TASK INSTRUCTIONS | Please write out only the lines running from the one with "of the soldier's" through the last line of the listing, each exactly as given.

GIVEN RECORDS |
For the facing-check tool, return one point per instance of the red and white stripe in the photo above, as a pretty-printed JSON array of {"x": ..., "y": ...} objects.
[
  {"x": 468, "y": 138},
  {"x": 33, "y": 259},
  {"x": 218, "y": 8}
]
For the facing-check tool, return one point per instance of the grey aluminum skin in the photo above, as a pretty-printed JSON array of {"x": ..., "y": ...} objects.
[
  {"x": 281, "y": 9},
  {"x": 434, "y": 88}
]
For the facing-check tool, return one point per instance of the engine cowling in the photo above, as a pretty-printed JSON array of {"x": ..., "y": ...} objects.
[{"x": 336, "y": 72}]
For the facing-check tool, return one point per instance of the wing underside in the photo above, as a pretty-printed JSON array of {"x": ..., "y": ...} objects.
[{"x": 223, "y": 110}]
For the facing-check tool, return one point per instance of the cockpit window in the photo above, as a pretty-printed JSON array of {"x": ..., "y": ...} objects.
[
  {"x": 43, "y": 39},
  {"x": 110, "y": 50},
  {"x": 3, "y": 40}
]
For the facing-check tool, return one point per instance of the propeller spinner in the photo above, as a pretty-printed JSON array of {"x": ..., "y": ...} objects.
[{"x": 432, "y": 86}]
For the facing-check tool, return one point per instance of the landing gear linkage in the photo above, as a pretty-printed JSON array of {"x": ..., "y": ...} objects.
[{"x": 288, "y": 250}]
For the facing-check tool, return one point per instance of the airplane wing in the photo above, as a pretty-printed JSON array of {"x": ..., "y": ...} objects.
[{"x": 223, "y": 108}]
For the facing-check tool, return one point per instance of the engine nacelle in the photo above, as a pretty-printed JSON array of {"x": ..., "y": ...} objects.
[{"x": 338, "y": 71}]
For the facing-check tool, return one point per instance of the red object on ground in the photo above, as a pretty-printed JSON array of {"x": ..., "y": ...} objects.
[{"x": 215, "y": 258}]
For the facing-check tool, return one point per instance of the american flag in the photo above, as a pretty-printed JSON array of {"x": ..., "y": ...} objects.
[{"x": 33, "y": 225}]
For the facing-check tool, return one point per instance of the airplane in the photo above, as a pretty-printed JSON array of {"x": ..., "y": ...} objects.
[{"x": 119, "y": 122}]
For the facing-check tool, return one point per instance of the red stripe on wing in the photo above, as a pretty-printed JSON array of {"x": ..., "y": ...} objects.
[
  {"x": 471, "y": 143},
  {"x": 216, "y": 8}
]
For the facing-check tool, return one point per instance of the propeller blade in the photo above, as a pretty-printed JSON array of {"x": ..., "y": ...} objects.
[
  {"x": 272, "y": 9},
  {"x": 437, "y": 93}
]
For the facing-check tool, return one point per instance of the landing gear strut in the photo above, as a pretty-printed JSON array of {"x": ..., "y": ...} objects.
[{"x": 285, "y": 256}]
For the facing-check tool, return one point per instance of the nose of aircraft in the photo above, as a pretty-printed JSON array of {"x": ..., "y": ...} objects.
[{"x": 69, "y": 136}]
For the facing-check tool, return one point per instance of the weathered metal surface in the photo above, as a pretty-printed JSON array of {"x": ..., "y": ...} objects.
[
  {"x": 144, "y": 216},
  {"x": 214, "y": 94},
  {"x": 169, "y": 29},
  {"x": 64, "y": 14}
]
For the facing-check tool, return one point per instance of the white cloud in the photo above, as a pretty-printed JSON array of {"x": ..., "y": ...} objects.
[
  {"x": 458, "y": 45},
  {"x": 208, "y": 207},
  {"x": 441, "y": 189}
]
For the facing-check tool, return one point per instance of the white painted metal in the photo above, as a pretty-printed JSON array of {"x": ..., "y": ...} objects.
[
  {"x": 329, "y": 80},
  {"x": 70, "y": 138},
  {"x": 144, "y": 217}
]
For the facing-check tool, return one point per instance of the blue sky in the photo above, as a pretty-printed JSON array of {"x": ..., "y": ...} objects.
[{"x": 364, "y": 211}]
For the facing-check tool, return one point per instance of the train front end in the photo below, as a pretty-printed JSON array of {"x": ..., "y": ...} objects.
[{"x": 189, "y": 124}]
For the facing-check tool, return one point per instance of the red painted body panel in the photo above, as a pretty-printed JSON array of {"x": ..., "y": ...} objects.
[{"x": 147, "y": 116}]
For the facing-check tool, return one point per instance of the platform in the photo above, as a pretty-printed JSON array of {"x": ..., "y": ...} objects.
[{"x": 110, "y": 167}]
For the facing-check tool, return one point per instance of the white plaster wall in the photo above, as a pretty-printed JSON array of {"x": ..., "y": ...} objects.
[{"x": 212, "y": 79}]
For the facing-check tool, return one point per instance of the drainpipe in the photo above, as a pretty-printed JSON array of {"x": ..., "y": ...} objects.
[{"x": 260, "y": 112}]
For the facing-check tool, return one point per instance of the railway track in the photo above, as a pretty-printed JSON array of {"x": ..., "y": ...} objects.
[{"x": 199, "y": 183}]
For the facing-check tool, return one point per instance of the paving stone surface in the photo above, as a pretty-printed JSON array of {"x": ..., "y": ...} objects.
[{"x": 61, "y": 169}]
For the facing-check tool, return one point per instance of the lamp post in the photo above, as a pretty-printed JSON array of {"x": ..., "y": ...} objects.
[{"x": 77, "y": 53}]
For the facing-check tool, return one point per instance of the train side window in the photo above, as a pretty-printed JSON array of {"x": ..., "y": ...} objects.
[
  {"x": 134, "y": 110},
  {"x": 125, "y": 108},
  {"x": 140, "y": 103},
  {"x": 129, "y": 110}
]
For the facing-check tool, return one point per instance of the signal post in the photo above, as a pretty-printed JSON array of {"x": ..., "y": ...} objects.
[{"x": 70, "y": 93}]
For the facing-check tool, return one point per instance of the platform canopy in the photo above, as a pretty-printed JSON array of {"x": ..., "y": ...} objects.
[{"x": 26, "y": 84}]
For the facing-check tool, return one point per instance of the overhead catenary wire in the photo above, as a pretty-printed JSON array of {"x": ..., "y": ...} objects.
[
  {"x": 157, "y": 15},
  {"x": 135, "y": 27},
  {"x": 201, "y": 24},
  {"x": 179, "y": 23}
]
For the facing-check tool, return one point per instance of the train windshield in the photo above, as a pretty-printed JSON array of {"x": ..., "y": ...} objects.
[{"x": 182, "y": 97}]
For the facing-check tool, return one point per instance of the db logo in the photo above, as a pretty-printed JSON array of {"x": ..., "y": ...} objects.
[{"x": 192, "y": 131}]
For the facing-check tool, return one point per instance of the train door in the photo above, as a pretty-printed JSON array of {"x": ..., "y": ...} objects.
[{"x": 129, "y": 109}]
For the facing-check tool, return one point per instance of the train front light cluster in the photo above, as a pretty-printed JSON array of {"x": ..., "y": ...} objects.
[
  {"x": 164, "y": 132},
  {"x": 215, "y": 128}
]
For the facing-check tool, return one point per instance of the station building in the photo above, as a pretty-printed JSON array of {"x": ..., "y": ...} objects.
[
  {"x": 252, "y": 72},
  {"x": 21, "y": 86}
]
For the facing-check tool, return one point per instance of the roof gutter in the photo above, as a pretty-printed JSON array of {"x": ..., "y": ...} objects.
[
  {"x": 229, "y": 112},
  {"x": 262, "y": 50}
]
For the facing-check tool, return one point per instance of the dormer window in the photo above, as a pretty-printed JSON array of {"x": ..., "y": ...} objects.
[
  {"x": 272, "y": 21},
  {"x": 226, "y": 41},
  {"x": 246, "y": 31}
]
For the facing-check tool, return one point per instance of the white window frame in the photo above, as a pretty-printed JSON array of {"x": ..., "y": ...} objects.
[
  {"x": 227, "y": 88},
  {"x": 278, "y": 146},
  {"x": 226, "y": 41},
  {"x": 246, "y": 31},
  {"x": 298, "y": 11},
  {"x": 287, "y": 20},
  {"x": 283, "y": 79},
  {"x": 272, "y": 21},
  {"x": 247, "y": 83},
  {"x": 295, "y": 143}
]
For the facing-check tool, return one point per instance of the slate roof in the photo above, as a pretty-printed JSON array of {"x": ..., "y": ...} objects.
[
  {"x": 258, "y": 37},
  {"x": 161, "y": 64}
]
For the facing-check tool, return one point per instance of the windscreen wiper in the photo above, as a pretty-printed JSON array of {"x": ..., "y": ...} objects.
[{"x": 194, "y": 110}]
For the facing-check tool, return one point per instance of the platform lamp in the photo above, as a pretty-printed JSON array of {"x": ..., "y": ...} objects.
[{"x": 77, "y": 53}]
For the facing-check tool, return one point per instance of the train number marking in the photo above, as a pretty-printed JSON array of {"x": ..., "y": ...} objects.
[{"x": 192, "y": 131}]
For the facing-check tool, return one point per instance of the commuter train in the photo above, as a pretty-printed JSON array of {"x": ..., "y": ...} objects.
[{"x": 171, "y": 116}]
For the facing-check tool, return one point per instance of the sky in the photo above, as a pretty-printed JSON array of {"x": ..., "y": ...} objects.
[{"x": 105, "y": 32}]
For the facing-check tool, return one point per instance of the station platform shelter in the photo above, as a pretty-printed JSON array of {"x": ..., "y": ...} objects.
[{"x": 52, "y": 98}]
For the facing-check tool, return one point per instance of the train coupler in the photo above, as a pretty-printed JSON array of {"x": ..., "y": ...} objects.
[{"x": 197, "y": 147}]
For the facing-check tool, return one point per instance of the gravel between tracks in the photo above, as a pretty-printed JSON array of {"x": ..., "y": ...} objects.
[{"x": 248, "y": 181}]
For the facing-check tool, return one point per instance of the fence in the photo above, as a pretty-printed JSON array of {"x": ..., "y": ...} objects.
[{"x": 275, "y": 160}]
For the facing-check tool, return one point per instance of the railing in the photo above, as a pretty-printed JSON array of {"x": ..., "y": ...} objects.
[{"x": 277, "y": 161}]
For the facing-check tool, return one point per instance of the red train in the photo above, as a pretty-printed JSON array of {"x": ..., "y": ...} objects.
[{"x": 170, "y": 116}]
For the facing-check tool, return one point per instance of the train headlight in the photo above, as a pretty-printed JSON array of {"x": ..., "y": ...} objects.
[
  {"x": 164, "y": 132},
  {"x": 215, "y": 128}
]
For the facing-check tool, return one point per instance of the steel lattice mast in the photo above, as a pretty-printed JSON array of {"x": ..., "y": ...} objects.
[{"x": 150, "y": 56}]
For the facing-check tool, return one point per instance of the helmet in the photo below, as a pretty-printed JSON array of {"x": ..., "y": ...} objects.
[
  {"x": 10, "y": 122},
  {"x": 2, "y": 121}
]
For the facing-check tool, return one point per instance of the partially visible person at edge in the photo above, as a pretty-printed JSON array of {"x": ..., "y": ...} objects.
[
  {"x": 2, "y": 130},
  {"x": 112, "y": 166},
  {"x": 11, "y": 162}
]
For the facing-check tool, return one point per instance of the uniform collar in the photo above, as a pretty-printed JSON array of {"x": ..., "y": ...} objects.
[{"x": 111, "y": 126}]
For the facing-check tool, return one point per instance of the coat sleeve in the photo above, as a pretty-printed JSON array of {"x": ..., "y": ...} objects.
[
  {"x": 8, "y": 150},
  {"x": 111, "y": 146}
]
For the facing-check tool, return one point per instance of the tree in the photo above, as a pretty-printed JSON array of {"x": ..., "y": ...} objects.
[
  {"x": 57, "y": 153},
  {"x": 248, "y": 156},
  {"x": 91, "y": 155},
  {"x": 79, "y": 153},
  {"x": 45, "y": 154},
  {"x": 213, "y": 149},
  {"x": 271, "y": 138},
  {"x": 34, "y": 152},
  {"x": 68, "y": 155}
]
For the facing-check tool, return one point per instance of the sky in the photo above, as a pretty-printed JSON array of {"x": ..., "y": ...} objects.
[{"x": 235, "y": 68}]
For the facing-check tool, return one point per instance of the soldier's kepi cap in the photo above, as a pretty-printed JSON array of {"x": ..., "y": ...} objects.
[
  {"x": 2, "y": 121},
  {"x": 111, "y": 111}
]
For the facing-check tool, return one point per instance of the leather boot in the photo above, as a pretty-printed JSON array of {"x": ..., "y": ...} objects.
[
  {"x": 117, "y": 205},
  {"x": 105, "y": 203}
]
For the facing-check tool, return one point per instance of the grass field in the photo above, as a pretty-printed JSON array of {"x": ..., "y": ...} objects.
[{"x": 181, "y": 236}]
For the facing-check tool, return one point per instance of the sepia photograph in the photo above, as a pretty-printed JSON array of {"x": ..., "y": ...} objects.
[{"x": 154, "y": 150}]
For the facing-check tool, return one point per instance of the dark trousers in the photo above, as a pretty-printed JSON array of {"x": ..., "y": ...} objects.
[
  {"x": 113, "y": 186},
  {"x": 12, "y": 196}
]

ANSWER SECTION |
For the facing-check tool, return one point per instance of the soldier's kepi cap in the photo above, as a pretty-printed JSON array of {"x": ..., "y": ...} objects.
[
  {"x": 2, "y": 121},
  {"x": 111, "y": 111}
]
For the facing-check tool, return one point per instance of the leather boot in the photo above, as a pretty-printed JSON array of {"x": ..., "y": ...} objects.
[
  {"x": 117, "y": 205},
  {"x": 105, "y": 203}
]
For the facing-check tool, return one point per instance of the grass field in the photo above, as a pretty-printed JSON array of {"x": ..., "y": ...} objects.
[{"x": 181, "y": 236}]
For the facing-check tool, return one point per instance of the sepia photograph in the photo above, as a pretty-printed JSON array of {"x": ..., "y": ...} objects.
[{"x": 154, "y": 150}]
For the facing-check tool, return one point per instance of the dark trousers in the photo above, as a pretty-printed JSON array of {"x": ..., "y": ...} objects.
[
  {"x": 113, "y": 186},
  {"x": 12, "y": 196}
]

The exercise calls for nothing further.